Dataset rows
<<<<

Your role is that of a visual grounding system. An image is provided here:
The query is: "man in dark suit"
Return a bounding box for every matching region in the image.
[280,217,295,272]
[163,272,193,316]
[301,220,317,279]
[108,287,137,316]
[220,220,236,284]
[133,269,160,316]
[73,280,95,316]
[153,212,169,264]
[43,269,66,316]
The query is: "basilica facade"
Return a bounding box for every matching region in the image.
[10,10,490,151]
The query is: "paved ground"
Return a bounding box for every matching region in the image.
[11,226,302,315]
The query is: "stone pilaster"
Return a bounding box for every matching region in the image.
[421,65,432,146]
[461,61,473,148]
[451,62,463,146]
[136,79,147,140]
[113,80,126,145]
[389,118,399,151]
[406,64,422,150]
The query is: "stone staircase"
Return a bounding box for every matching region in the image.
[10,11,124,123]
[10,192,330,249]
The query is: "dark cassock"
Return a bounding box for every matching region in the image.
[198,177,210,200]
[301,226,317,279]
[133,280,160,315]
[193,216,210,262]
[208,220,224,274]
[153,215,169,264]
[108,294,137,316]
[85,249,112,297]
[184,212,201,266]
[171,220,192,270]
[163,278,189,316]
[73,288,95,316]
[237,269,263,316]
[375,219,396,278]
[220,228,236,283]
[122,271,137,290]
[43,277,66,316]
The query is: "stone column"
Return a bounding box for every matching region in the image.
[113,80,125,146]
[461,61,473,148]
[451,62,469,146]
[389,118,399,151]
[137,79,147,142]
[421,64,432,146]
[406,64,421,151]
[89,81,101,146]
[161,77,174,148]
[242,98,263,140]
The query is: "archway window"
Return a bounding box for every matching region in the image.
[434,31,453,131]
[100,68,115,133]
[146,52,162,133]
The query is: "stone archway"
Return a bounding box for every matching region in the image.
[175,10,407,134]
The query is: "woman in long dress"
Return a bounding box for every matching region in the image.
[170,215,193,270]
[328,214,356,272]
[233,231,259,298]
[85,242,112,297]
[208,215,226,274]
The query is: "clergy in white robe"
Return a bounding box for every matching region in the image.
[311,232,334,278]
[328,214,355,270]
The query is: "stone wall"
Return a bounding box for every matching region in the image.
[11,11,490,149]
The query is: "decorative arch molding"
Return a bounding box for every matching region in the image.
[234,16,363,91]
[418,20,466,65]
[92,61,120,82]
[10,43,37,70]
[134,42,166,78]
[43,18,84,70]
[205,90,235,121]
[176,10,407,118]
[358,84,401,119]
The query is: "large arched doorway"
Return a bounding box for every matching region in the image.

>>>>

Print the entries exactly. Include every one.

Your role is that of a visual grounding system. An image is provided here:
The query is: "man in dark suit"
Return a bounding box for every matching region in the image.
[280,217,295,272]
[163,272,193,316]
[301,220,317,279]
[108,287,137,316]
[220,220,236,284]
[133,269,160,316]
[73,280,95,316]
[153,212,169,264]
[43,269,66,316]
The query is: "basilica facade"
Return a bounding box for every matching region in the image.
[10,10,490,151]
The query is: "paved ground"
Return a bounding box for every matching region in the image.
[11,226,302,315]
The query is: "stone pilaster"
Return a bounding box for every matching region in the image.
[421,65,432,146]
[461,61,473,148]
[451,62,463,146]
[136,79,147,140]
[113,80,126,145]
[389,118,399,151]
[406,64,422,150]
The query is: "stone staircase"
Return a bounding box for every matching region in the image.
[10,11,124,123]
[10,192,330,249]
The query is: "dark cassock"
Return a bounding box for every matching region in the image.
[198,177,210,200]
[301,226,317,279]
[133,280,160,315]
[193,216,210,262]
[208,220,224,274]
[153,215,169,264]
[108,294,137,316]
[85,249,112,297]
[184,212,201,266]
[171,220,192,270]
[163,278,189,316]
[73,288,95,316]
[237,269,263,316]
[375,219,396,278]
[220,228,236,283]
[122,271,137,290]
[43,277,66,316]
The query is: "stone column"
Return a bounding box for every matching region in the image.
[113,80,125,146]
[461,61,473,148]
[451,62,469,146]
[389,118,399,151]
[137,79,147,142]
[421,64,432,146]
[406,64,421,151]
[89,81,101,146]
[161,77,174,148]
[242,98,263,140]
The query is: "archway window"
Return a bounding box for every matching region in the image.
[434,31,453,131]
[100,68,115,133]
[146,52,162,133]
The query is: "stone archway"
Return a bounding box for every matching region in the image.
[175,10,407,134]
The query is: "woman in long dress"
Return a bounding box for every matching region in the image.
[170,215,193,270]
[328,214,356,272]
[233,231,259,298]
[85,242,112,297]
[208,215,226,274]
The query is: "clergy in white robe"
Return a bounding box for every matching region in the image.
[311,232,334,278]
[328,214,355,270]
The query is: "stone wall"
Return a bounding box for every matching region in the image.
[11,11,490,149]
The query is: "decorative arch molding"
Return a bounding box for every matching region in the image.
[234,16,363,91]
[418,20,466,65]
[92,61,120,82]
[10,43,37,70]
[134,42,166,78]
[43,18,84,70]
[205,90,235,121]
[176,10,407,118]
[358,84,401,119]
The query is: "large arched doorway"
Return a bounding box for every matching region in the image.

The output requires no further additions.